■ **Aim of the task**:
The full listing should be set down again precisely.
** The records follows **
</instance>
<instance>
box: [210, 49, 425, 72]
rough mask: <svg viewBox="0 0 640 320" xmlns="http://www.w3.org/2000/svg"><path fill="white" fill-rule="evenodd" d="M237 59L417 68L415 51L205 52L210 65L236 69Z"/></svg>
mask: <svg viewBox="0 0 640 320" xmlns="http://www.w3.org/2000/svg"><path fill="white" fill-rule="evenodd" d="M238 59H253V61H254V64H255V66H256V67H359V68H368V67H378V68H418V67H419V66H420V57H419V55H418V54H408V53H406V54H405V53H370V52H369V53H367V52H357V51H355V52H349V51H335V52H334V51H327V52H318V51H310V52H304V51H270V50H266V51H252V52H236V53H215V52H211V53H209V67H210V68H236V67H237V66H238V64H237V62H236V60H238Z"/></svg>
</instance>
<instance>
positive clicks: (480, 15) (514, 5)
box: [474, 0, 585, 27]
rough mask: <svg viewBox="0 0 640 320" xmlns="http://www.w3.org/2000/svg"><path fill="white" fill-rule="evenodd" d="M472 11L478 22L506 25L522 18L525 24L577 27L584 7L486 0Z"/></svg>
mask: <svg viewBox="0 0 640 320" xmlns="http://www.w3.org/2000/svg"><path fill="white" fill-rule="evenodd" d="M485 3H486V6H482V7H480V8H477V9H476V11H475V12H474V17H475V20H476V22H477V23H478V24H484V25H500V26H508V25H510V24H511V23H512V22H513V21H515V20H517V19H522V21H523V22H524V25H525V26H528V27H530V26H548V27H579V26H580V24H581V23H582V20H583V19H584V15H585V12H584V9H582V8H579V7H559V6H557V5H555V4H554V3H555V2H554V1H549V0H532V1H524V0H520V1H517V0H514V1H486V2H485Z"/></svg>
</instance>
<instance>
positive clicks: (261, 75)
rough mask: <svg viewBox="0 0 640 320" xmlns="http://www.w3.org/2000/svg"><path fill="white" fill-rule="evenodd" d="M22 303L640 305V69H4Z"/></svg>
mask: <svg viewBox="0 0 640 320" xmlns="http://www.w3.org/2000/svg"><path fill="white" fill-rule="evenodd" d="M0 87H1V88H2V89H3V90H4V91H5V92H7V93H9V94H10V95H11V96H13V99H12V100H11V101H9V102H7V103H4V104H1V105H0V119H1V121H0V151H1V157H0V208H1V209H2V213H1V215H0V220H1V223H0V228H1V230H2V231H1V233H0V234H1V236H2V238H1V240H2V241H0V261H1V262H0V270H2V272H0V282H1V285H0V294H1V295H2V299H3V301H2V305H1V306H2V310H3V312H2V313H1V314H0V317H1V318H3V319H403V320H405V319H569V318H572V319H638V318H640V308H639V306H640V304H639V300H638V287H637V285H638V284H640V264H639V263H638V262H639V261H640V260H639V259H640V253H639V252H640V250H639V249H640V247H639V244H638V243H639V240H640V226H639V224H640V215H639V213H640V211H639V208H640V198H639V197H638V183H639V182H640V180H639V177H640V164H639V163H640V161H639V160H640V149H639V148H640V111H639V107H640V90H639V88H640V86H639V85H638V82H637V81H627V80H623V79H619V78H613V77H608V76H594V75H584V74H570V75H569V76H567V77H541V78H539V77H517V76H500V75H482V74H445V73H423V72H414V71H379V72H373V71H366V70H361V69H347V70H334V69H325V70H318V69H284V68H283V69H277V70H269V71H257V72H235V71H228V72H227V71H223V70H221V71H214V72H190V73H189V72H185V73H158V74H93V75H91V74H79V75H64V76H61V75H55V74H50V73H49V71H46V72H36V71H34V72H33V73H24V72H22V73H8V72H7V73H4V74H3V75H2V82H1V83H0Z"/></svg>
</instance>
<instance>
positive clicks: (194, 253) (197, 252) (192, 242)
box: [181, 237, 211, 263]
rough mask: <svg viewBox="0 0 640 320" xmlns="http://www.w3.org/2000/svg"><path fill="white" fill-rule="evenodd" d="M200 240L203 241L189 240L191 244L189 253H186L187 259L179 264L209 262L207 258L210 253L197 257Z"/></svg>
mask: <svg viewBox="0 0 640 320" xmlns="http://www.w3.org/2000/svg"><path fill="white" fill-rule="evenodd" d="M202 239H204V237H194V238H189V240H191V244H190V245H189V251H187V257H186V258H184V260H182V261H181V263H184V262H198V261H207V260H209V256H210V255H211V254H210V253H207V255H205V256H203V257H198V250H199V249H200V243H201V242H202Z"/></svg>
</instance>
** End of The records **
■ **Result for this exercise**:
</instance>
<instance>
box: [210, 49, 425, 72]
rough mask: <svg viewBox="0 0 640 320" xmlns="http://www.w3.org/2000/svg"><path fill="white" fill-rule="evenodd" d="M237 59L417 68L415 51L205 52L210 65L236 69Z"/></svg>
mask: <svg viewBox="0 0 640 320" xmlns="http://www.w3.org/2000/svg"><path fill="white" fill-rule="evenodd" d="M238 59H253V61H254V64H255V66H256V67H359V68H368V67H378V68H418V67H419V66H420V57H419V55H418V54H408V53H406V54H405V53H370V52H369V53H367V52H357V51H355V52H349V51H335V52H334V51H327V52H318V51H310V52H304V51H270V50H266V51H252V52H236V53H215V52H211V53H209V67H210V68H236V67H237V66H238V64H237V62H236V60H238Z"/></svg>
</instance>
<instance>
positive clicks: (480, 15) (514, 5)
box: [474, 0, 585, 27]
rough mask: <svg viewBox="0 0 640 320" xmlns="http://www.w3.org/2000/svg"><path fill="white" fill-rule="evenodd" d="M472 11L478 22L506 25L522 18L525 24L577 27L584 7L486 0Z"/></svg>
mask: <svg viewBox="0 0 640 320" xmlns="http://www.w3.org/2000/svg"><path fill="white" fill-rule="evenodd" d="M485 3H486V6H482V7H480V8H477V9H476V11H475V12H474V17H475V20H476V22H477V23H478V24H484V25H500V26H508V25H510V24H511V23H512V22H513V21H515V20H517V19H522V21H523V22H524V25H525V26H528V27H530V26H548V27H579V26H580V24H581V23H582V20H583V19H584V15H585V12H584V9H582V8H579V7H559V6H557V5H555V4H554V3H555V2H554V1H549V0H532V1H524V0H520V1H517V0H514V1H486V2H485Z"/></svg>
</instance>
<instance>
positive clicks: (261, 75)
rough mask: <svg viewBox="0 0 640 320" xmlns="http://www.w3.org/2000/svg"><path fill="white" fill-rule="evenodd" d="M22 303L640 305V69H4Z"/></svg>
mask: <svg viewBox="0 0 640 320" xmlns="http://www.w3.org/2000/svg"><path fill="white" fill-rule="evenodd" d="M0 87H1V88H2V89H3V90H4V91H5V92H7V93H9V94H10V95H11V96H13V99H12V100H11V101H9V102H7V103H4V104H1V105H0V119H1V121H0V151H1V157H0V208H1V209H2V213H1V215H0V220H1V223H0V228H1V230H2V231H1V233H0V234H1V236H2V238H1V240H2V241H0V261H1V262H0V270H2V272H0V282H1V285H0V294H1V295H2V299H3V301H2V305H1V306H2V310H3V312H2V313H1V314H0V317H1V318H3V319H403V320H405V319H569V318H572V319H638V318H640V308H639V306H640V304H639V300H638V287H637V285H638V284H640V264H639V263H638V262H639V261H640V260H639V259H640V253H639V252H640V250H639V249H640V247H639V244H638V243H639V240H640V226H639V224H640V215H639V213H640V211H639V208H640V198H639V197H638V183H639V182H640V180H639V177H640V164H639V163H640V161H639V160H640V149H639V148H640V111H639V107H640V90H639V88H640V86H639V85H638V82H637V81H627V80H623V79H619V78H613V77H608V76H594V75H584V74H570V75H569V76H567V77H541V78H539V77H517V76H500V75H482V74H445V73H423V72H414V71H379V72H373V71H366V70H361V69H347V70H334V69H325V70H318V69H284V68H283V69H277V70H269V71H257V72H235V71H228V72H227V71H223V70H221V71H214V72H190V73H189V72H185V73H158V74H93V75H91V74H79V75H64V76H61V75H55V74H50V73H49V71H46V72H36V71H34V72H33V73H24V72H22V73H8V72H7V73H4V74H3V75H2V82H1V83H0Z"/></svg>
</instance>
<instance>
positive clicks: (194, 253) (197, 252) (192, 242)
box: [181, 237, 211, 263]
rough mask: <svg viewBox="0 0 640 320" xmlns="http://www.w3.org/2000/svg"><path fill="white" fill-rule="evenodd" d="M200 240L203 241L189 240L191 244L189 253H186L187 259L179 264L209 262L207 258L210 253L197 257Z"/></svg>
mask: <svg viewBox="0 0 640 320" xmlns="http://www.w3.org/2000/svg"><path fill="white" fill-rule="evenodd" d="M202 239H204V237H194V238H189V240H191V244H190V245H189V251H187V257H186V258H184V260H182V261H181V263H184V262H198V261H207V260H209V256H210V255H211V254H210V253H207V255H205V256H203V257H198V250H199V249H200V243H201V242H202Z"/></svg>
</instance>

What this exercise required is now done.